_What you are asked to do_
Count the lines in the entries below that contain the word "lamp" and give only that number.

_Data supplied_
******
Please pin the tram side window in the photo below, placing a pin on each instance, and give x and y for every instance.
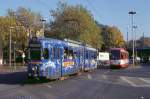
(68, 54)
(46, 53)
(123, 56)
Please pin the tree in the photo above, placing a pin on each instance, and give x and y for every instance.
(22, 20)
(76, 23)
(112, 37)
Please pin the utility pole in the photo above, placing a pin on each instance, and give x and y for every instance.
(133, 54)
(10, 45)
(127, 37)
(43, 23)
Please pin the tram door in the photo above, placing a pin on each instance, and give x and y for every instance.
(56, 57)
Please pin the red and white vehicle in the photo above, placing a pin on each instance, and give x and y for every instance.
(119, 58)
(1, 56)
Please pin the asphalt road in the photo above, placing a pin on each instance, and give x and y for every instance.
(126, 83)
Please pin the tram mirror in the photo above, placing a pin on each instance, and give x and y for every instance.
(45, 54)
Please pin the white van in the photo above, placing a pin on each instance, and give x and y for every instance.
(103, 59)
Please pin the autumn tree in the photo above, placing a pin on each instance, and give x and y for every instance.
(76, 23)
(112, 37)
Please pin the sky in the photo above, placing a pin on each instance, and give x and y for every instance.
(107, 12)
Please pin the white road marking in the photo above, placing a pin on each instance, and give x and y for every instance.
(104, 76)
(147, 81)
(128, 81)
(49, 86)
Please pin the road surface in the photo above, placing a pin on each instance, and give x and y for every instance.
(126, 83)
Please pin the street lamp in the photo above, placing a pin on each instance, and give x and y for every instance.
(132, 13)
(135, 27)
(10, 45)
(43, 26)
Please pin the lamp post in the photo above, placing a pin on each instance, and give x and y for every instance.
(10, 45)
(43, 23)
(135, 27)
(132, 13)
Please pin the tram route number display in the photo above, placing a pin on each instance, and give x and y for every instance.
(68, 63)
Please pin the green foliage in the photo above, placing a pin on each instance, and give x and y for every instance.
(76, 23)
(112, 37)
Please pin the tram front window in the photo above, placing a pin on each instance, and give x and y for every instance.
(115, 55)
(35, 54)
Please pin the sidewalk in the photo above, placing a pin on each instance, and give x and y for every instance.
(7, 68)
(134, 67)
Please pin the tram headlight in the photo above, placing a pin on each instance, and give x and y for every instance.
(33, 68)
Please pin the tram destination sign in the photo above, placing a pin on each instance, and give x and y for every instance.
(34, 45)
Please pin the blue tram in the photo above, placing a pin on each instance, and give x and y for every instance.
(52, 58)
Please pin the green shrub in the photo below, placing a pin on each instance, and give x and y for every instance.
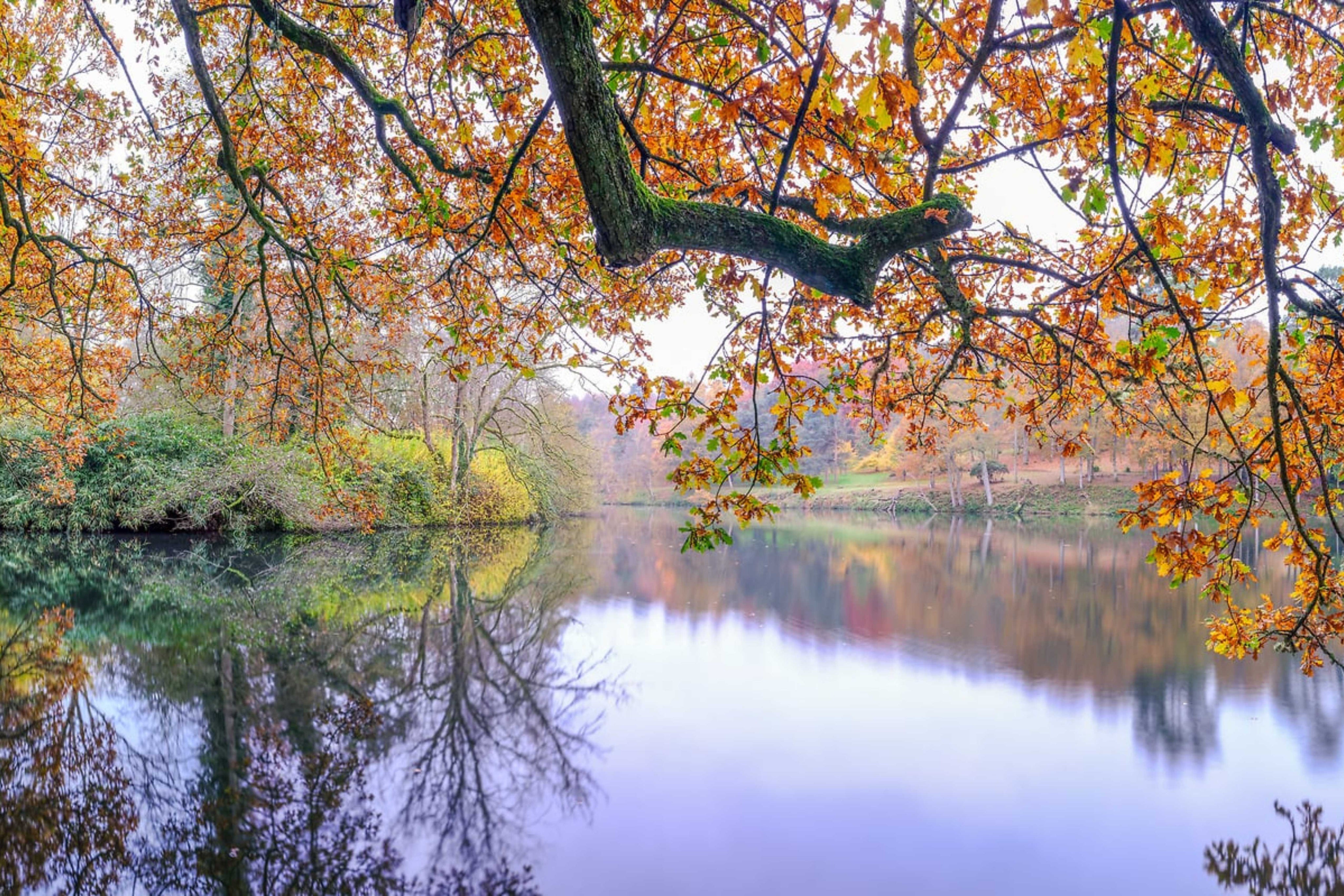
(158, 471)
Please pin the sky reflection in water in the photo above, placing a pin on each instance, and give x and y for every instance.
(835, 705)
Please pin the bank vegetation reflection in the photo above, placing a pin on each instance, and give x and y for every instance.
(362, 716)
(1073, 610)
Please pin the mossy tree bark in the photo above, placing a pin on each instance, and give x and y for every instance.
(634, 224)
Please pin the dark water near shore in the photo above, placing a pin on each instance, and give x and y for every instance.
(834, 705)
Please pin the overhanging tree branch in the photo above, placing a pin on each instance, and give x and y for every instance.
(634, 224)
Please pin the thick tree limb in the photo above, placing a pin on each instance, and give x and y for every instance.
(634, 224)
(1210, 34)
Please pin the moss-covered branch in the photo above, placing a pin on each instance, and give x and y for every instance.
(632, 224)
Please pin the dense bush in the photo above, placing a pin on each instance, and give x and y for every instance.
(156, 471)
(165, 471)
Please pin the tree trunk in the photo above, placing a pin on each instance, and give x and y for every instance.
(952, 481)
(984, 479)
(1015, 476)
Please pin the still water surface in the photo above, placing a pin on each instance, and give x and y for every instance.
(834, 705)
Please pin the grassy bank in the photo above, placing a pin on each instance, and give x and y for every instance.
(166, 471)
(1026, 499)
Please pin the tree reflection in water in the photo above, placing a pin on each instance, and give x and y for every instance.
(66, 806)
(1311, 864)
(315, 686)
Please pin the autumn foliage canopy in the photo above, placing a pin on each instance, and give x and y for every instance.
(289, 187)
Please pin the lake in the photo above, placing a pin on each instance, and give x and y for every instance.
(832, 705)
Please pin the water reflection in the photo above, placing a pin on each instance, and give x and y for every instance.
(288, 721)
(1073, 610)
(410, 712)
(1310, 864)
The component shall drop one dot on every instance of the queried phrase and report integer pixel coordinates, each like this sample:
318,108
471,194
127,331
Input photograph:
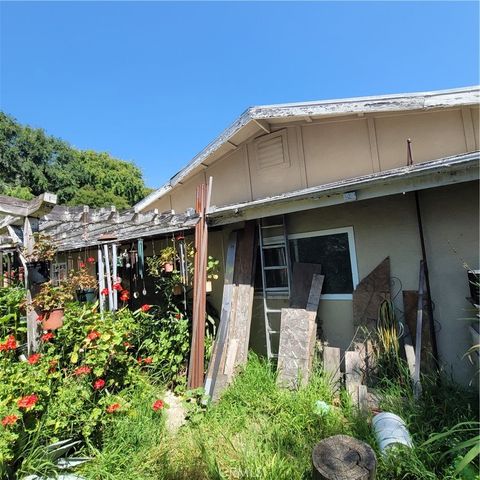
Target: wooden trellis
73,228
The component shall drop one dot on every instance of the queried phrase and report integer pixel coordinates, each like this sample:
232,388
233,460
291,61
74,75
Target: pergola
75,228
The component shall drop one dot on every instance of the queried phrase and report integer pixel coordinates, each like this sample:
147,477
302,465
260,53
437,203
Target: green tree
33,162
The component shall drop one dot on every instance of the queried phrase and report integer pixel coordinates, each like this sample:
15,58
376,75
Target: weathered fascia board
133,235
438,174
325,108
96,225
10,220
36,207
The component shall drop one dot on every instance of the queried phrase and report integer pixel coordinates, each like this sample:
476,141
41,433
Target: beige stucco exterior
304,154
388,227
290,154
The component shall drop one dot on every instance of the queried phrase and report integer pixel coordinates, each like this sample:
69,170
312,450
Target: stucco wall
301,154
388,227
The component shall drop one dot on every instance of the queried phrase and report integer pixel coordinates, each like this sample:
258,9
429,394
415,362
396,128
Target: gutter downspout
433,335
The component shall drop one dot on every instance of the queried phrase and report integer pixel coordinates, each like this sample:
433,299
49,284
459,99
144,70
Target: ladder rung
274,245
276,289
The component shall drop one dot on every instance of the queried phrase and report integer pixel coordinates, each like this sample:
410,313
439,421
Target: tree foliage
32,162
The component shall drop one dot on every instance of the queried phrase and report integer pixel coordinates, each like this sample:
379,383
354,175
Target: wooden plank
369,294
219,344
331,363
353,374
302,275
243,278
315,293
298,333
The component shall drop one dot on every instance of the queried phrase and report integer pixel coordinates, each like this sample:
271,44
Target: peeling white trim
385,177
326,108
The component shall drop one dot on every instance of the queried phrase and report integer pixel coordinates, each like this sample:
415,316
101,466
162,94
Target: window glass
333,253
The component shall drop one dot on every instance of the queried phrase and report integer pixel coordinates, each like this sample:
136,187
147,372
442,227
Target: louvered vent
271,150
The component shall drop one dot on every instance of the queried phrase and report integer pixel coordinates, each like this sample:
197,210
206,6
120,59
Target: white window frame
322,233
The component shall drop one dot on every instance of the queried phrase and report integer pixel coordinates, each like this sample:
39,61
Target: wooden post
114,275
197,352
109,278
33,337
343,458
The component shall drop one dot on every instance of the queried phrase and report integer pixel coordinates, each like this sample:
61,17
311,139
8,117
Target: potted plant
38,260
167,259
84,285
50,301
212,271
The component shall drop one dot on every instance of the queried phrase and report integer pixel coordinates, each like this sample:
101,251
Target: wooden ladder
274,258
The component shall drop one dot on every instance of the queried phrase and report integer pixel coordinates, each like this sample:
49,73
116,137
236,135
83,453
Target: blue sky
155,82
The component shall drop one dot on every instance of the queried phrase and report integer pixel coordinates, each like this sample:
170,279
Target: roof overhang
256,119
441,172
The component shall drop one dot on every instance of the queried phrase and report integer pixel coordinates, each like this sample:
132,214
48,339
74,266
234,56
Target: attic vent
272,151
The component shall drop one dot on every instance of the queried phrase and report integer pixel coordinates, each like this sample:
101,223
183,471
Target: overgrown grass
259,431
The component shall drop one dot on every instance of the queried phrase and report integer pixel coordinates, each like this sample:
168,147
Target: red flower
27,402
99,384
113,407
34,358
10,343
83,370
47,336
93,335
53,364
9,420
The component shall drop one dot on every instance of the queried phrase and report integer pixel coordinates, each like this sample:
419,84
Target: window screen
333,253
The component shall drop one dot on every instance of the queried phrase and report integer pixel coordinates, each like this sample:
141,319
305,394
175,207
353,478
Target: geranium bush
72,387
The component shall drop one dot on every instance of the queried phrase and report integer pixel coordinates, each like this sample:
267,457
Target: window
335,251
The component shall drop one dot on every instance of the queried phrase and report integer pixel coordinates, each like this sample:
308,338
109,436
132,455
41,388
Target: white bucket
390,430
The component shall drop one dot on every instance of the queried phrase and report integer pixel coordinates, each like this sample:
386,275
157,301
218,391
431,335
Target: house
338,171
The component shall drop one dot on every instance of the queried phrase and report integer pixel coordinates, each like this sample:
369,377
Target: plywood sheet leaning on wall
298,333
302,275
410,304
231,344
368,296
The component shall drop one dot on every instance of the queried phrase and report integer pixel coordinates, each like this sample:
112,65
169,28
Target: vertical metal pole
109,278
417,387
114,274
101,279
433,333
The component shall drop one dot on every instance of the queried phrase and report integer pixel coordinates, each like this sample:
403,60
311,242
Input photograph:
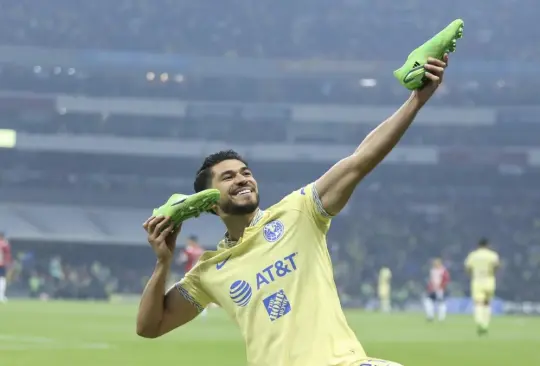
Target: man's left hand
434,73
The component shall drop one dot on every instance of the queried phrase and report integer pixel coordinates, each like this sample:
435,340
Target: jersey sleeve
468,262
190,288
308,201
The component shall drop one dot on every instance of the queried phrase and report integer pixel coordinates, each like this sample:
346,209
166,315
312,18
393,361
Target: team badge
273,231
240,292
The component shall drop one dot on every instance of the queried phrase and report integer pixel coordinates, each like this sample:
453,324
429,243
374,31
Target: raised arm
161,312
336,186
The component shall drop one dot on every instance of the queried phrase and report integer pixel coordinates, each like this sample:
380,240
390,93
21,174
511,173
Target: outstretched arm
336,186
160,311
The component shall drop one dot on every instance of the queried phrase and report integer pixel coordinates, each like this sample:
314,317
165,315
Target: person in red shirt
5,261
191,253
190,256
439,277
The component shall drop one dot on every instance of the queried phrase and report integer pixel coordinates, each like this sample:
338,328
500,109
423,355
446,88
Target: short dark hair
204,174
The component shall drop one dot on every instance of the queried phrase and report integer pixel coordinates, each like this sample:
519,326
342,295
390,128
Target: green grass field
******
_Response to this exercise_
2